Bounding-box records

□ □ □

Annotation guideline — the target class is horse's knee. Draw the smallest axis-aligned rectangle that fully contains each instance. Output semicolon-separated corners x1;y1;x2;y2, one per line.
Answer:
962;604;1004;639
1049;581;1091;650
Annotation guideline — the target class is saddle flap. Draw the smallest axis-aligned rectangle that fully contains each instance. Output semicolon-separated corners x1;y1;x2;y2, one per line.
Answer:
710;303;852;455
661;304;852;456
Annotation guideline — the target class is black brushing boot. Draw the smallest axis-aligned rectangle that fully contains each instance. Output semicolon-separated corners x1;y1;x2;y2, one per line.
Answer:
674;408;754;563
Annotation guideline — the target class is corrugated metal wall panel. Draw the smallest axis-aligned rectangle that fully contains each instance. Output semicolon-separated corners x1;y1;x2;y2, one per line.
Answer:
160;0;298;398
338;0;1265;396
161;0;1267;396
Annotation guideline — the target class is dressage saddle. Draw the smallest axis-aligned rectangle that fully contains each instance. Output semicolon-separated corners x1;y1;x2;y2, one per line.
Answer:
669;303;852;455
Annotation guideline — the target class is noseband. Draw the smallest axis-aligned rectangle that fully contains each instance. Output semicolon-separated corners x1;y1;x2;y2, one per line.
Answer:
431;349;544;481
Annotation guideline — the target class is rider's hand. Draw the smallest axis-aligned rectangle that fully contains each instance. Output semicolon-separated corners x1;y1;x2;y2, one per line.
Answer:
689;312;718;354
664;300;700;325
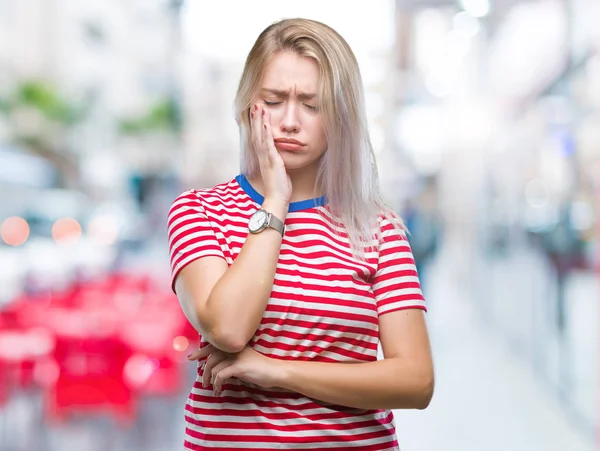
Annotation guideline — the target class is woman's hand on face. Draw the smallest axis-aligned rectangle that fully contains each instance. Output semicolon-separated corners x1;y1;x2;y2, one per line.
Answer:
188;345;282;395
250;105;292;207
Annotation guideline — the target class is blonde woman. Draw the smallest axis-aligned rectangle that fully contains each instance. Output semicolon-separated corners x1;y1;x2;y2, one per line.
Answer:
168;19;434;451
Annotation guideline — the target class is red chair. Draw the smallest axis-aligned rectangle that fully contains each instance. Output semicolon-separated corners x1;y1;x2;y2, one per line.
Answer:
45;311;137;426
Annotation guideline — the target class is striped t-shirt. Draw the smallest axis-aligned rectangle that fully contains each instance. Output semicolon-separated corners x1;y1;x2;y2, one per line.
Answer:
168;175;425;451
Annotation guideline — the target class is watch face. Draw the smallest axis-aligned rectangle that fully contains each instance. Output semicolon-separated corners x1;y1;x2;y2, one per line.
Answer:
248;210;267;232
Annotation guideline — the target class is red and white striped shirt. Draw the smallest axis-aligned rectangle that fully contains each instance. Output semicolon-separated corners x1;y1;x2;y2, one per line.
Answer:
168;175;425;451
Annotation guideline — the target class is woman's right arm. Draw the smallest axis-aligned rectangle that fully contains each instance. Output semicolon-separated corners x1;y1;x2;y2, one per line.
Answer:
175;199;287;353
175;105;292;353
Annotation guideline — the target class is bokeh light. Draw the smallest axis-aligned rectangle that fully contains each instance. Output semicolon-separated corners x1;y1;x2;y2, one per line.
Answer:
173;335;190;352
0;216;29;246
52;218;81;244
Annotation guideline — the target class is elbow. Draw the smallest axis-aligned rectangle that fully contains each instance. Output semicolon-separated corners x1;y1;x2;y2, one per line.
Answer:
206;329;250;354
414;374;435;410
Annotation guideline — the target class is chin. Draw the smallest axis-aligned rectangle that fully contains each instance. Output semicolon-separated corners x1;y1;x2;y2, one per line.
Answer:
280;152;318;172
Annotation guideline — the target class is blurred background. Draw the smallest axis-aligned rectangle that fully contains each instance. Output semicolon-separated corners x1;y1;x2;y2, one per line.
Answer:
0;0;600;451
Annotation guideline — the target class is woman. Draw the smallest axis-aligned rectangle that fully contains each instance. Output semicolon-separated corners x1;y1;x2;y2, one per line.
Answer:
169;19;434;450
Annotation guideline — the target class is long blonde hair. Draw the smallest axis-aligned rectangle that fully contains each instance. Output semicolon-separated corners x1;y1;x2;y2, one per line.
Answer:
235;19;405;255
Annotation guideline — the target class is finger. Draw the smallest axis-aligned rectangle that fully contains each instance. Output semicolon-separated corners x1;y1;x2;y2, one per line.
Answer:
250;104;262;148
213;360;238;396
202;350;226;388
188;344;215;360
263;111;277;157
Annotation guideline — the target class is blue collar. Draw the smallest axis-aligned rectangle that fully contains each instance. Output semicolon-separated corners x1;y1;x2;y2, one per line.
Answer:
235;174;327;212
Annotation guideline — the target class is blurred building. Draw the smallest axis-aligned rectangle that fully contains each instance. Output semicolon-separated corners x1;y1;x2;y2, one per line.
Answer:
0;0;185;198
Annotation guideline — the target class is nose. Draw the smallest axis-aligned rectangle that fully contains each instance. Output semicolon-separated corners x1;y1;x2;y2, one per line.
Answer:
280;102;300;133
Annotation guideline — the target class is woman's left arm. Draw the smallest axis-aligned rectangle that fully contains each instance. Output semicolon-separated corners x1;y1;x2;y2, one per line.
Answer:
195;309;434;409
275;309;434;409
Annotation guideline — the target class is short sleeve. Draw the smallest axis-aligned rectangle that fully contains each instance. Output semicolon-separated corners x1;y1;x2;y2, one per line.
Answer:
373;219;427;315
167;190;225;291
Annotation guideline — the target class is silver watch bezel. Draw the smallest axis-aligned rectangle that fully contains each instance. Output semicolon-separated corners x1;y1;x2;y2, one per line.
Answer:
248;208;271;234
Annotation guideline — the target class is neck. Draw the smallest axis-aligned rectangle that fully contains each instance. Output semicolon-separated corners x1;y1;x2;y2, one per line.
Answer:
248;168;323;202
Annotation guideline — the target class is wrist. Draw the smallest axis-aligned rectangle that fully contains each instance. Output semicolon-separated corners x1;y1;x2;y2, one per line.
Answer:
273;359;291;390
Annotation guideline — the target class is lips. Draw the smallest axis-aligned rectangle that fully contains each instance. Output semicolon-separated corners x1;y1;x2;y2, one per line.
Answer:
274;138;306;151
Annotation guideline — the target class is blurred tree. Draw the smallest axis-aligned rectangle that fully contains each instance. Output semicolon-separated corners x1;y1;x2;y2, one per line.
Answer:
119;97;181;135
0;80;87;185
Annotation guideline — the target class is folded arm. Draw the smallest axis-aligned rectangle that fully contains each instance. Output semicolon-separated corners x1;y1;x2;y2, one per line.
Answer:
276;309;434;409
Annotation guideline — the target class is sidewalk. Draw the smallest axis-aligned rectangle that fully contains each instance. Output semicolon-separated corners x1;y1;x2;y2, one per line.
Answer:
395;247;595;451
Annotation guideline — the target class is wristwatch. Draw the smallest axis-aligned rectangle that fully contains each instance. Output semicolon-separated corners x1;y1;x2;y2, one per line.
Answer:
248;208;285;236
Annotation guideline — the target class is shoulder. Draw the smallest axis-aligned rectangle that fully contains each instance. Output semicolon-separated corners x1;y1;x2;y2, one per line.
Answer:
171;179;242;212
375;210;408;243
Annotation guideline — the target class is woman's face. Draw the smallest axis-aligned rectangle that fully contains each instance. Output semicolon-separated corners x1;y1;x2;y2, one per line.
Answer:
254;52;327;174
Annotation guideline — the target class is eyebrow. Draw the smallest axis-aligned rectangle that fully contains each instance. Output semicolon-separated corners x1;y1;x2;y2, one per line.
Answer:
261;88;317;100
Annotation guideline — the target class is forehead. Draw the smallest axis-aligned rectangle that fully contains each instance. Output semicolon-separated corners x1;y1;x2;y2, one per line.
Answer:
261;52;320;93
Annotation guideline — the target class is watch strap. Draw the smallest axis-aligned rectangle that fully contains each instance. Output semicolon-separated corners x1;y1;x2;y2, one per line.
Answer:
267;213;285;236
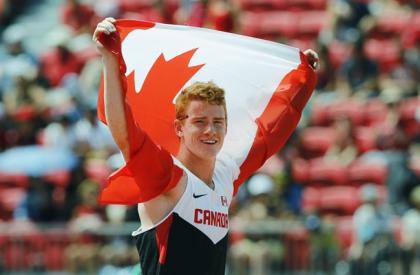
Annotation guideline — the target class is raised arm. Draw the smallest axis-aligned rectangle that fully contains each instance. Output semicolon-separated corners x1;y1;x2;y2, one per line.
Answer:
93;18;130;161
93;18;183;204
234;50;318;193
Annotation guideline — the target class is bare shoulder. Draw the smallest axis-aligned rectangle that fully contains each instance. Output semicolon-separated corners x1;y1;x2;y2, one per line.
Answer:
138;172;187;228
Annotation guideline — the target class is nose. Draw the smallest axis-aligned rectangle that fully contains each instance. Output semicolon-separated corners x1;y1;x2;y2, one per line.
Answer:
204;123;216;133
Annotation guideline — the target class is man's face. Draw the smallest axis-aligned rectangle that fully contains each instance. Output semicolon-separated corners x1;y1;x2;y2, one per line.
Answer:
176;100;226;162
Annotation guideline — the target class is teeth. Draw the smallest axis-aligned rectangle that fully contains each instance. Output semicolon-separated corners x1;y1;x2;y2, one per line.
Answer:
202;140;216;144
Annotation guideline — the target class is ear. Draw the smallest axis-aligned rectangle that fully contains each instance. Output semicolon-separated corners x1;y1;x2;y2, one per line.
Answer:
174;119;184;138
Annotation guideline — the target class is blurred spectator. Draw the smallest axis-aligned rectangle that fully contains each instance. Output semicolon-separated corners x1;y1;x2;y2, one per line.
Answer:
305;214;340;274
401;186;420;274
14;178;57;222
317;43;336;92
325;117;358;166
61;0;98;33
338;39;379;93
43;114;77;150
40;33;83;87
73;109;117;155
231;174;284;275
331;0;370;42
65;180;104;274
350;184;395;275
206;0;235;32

□ □ □

» Goal of the exercise:
Render the stretch of the records from the line that contains "Annotation guideline — the target class is chin." through the line that contains "235;174;327;212" as a numbered list, including both of those lines and omitting any blank lines.

» The output:
1. Annotation guideline — the target class is chin. Draw the smallest axis-aligned rectangle that fully contains each instance. Output semicolon-separated corners x1;y1;x2;y2, one per line.
2. Answer:
3. 280;152;318;172
4. Annotation guideline — the target class is blurred background. Draw the smallest axis-aligned rectangle that fully contains each instance. Output semicolon-separated corners x1;y1;x2;y2, one per line.
5. Answer:
6. 0;0;600;451
7. Annotation guideline — the target class is woman. Draw the smallest axis-aligned rectangle that fully contains each instance. Output semicolon-separated corners x1;y1;x2;y2, one per line.
8. Answer:
9. 169;19;434;450
10. Annotation guideline — the target class is long blonde hair. Draw the smallest axis-aligned rectangle that fully contains each instance. Output semicolon-separated corners x1;y1;x2;y2, one per line.
11. Answer:
12. 235;19;405;255
13. Annotation guideline — the target class is finger. Draw the smallest axis-aligned rectangle that fully contains each instance. Output semicolon-separated corners x1;y1;x2;y2, one per line.
14. Answer:
15. 250;104;262;148
16. 213;360;238;396
17. 202;350;226;388
18. 188;344;215;360
19. 263;111;277;157
20. Annotation guideline — the target class is blue collar. Draw the smallest axis-aligned rectangle that fully contains each instance. Output semicolon-separated corners x1;y1;x2;y2, one per line.
21. Answer:
22. 235;174;327;212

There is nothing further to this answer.